Stated exercise:
Gather every line in the listing below that contains the word "wall", treating uppercase and lowercase as different.

Provided records:
◇ ◇ ◇

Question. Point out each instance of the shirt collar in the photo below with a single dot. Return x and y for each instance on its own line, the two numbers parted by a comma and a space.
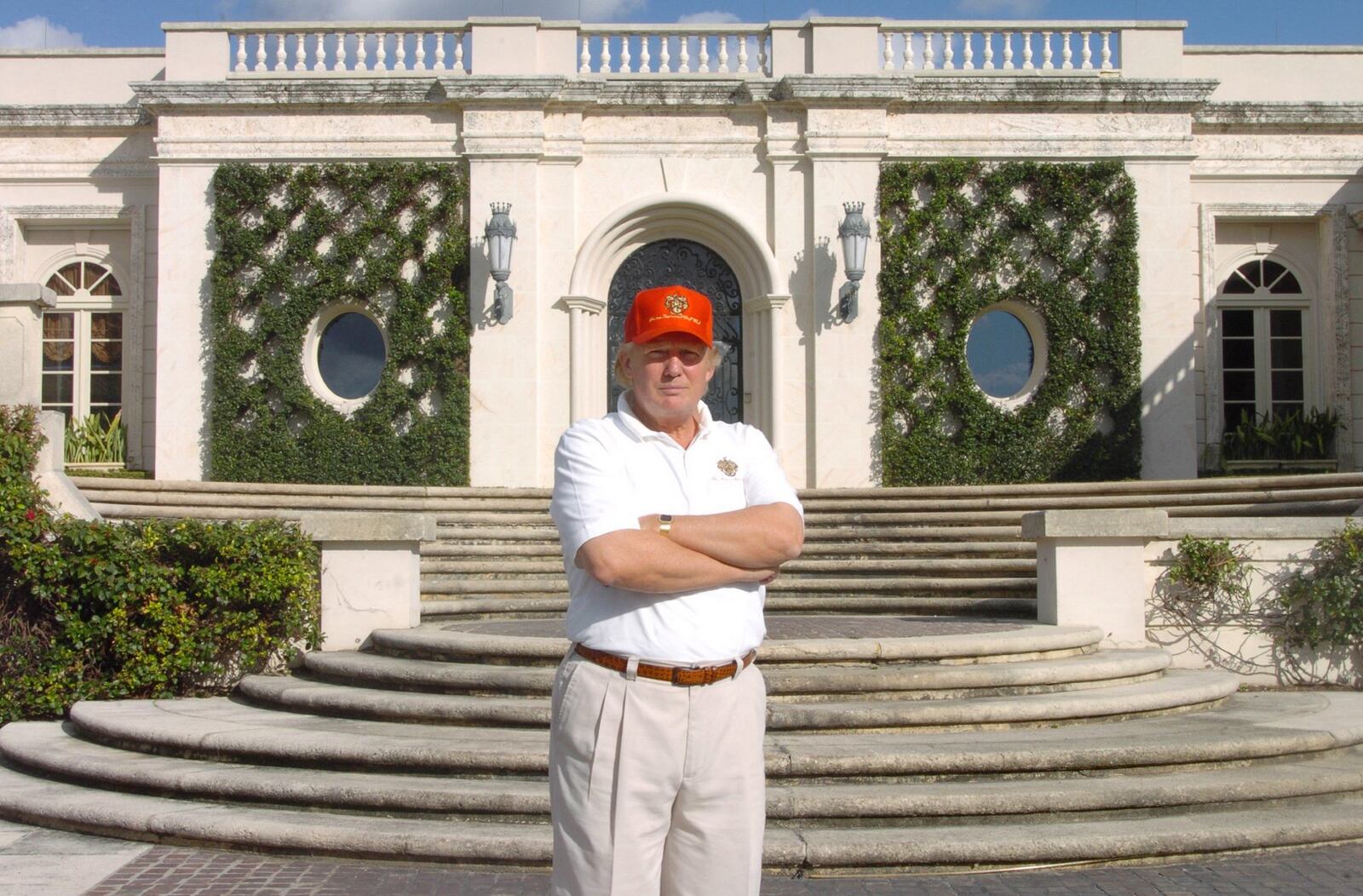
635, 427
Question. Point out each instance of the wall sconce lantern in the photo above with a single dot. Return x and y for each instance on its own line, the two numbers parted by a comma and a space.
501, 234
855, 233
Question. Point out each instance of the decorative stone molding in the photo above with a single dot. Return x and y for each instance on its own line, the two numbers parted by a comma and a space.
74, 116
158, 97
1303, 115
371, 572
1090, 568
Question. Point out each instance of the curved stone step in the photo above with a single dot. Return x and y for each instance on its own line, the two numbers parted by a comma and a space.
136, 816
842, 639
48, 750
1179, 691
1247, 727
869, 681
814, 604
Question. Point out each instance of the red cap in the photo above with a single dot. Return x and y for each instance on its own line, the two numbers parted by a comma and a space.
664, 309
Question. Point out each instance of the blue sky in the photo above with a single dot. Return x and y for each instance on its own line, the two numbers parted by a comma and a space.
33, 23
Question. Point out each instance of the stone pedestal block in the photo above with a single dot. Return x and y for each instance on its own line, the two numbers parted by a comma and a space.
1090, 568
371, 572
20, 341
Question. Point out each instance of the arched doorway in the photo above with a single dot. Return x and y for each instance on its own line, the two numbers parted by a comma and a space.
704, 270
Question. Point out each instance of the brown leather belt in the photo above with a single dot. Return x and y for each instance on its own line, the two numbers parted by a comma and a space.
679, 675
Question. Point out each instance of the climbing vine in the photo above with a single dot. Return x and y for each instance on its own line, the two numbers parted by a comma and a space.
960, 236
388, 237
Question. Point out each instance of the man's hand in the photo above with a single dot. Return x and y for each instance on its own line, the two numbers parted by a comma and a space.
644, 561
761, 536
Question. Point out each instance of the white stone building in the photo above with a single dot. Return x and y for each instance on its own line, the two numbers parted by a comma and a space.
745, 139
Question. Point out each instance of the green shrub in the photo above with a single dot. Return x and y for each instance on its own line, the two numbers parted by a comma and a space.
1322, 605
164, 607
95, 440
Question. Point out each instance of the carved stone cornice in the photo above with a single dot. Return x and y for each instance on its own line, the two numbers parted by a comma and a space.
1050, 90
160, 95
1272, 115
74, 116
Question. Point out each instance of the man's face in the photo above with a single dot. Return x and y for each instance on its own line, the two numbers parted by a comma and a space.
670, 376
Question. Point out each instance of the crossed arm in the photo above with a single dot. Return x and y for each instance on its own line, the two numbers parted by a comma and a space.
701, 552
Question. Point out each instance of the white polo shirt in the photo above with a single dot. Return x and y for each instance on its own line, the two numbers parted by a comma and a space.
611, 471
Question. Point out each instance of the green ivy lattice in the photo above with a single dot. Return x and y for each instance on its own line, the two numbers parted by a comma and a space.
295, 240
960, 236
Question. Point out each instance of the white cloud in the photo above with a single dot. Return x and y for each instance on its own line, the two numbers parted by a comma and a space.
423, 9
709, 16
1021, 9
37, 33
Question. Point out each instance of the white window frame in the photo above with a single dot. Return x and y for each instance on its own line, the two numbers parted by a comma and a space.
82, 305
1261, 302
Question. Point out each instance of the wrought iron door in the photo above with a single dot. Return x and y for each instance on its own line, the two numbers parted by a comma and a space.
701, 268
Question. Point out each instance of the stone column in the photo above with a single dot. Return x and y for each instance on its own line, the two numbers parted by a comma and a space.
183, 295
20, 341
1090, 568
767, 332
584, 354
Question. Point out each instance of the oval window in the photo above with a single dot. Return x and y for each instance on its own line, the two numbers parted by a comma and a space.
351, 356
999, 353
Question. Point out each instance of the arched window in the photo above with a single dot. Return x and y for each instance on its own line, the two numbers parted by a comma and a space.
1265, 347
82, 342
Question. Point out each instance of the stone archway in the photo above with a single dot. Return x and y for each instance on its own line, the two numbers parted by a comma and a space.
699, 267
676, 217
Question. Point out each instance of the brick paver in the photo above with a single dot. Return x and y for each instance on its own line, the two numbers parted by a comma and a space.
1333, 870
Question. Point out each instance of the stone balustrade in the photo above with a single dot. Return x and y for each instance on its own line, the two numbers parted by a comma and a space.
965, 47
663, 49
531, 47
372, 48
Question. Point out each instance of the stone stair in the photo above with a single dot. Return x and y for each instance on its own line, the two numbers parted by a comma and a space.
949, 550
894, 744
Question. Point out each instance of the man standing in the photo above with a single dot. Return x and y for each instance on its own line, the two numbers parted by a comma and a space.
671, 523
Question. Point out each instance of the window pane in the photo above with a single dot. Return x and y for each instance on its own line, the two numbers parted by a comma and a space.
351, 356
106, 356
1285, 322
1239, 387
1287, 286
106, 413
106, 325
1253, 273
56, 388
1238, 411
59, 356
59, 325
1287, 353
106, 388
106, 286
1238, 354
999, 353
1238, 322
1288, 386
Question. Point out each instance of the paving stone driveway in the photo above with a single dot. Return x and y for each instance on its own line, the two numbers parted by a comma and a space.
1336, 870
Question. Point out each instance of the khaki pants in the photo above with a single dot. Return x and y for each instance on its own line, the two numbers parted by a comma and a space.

◇ ◇ ◇

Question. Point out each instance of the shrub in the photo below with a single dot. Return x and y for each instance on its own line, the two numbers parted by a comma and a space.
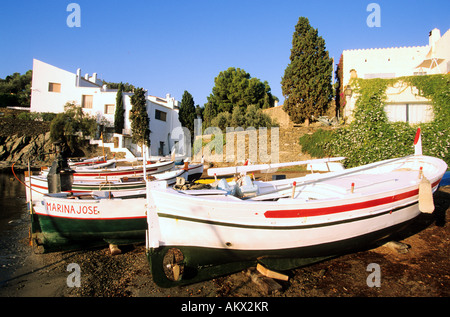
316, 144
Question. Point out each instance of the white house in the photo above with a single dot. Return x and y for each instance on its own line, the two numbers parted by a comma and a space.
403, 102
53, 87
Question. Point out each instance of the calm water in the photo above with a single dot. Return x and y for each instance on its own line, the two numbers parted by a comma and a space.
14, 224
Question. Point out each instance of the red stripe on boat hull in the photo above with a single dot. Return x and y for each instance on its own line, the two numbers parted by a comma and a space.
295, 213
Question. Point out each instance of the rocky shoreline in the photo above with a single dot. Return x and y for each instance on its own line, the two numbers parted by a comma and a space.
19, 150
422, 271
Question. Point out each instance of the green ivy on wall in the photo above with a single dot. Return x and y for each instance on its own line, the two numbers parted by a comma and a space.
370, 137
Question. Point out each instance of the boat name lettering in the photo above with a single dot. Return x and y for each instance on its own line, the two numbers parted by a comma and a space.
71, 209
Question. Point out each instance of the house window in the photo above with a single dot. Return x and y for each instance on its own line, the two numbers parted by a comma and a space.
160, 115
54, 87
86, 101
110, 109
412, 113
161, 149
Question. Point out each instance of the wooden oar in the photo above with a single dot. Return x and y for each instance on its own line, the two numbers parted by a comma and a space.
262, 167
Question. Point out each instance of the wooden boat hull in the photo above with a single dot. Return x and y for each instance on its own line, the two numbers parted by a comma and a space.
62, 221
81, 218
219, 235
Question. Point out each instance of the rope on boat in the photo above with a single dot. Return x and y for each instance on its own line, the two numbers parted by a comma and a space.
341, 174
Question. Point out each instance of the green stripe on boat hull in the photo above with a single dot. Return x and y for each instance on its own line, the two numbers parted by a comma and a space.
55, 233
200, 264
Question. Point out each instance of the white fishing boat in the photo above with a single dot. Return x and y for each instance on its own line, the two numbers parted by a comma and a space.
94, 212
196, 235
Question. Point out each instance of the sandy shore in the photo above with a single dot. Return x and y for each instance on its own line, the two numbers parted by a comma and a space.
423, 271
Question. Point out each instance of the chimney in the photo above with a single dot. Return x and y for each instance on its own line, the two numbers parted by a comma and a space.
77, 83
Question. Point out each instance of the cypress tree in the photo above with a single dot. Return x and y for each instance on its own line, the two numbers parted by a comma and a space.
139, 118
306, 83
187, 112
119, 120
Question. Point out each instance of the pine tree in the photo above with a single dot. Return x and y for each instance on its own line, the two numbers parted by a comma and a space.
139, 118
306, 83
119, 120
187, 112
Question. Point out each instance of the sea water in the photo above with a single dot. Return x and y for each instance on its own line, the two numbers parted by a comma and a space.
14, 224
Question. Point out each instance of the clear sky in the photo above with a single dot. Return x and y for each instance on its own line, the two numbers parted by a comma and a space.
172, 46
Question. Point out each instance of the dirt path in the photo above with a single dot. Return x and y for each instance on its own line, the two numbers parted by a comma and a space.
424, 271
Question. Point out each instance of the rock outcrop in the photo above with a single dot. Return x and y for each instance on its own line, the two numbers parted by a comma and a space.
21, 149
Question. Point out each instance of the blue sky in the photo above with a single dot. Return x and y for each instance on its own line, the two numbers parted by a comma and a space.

◇ ◇ ◇

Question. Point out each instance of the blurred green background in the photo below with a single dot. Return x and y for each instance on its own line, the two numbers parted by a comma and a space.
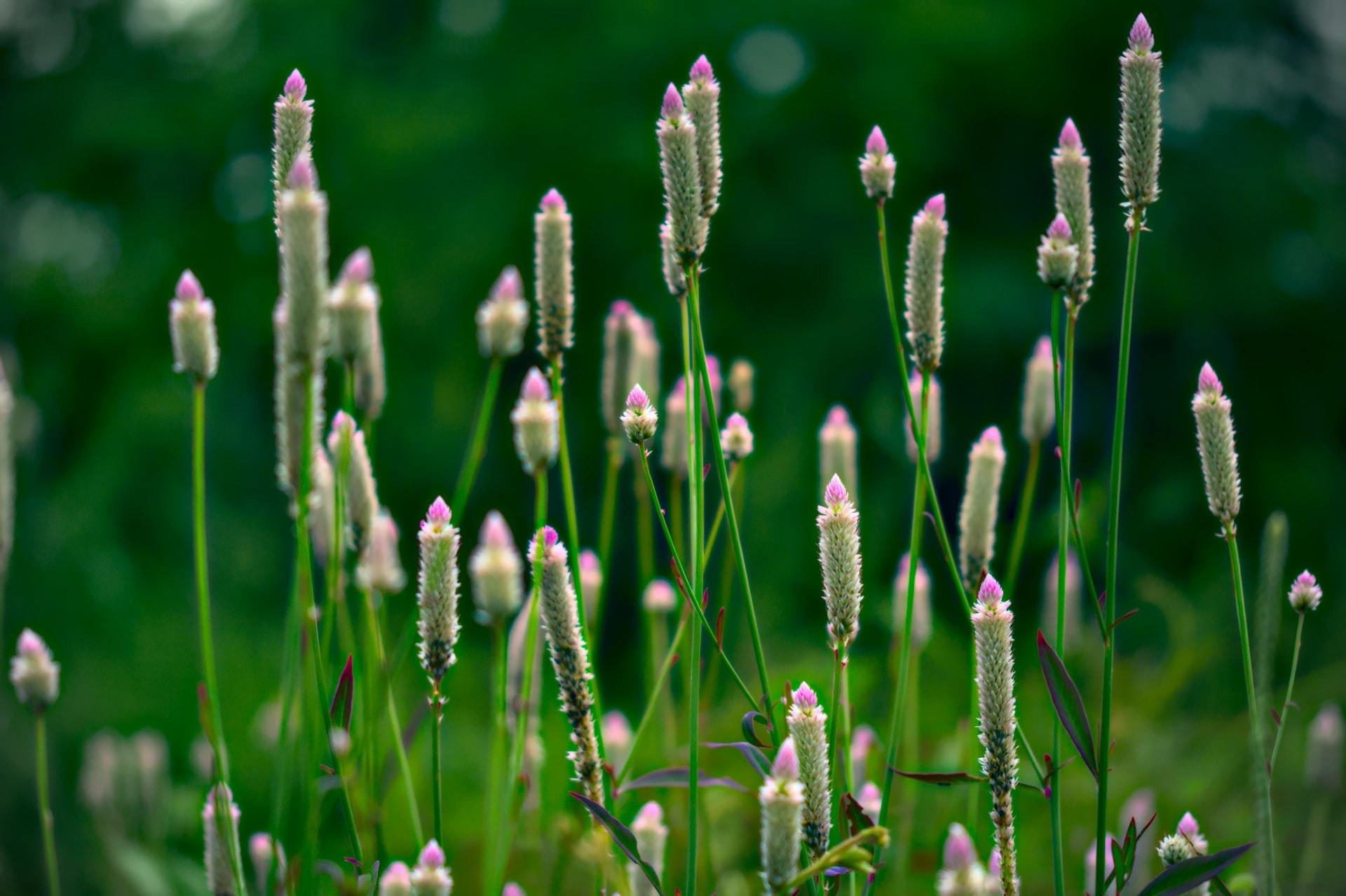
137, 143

◇ ◇ ◇

Exercise result:
Question. Point out each instance of the wall sconce lantern in the photo above with a single dot. Return x and y for each instance on its own line, the two numbers parted by a comma and a space.
Question. Point out each instance of the green ivy on wall in the photo above with a single dot. Return x and y for each instance on its own line, the two numbers parted by a comma and a space.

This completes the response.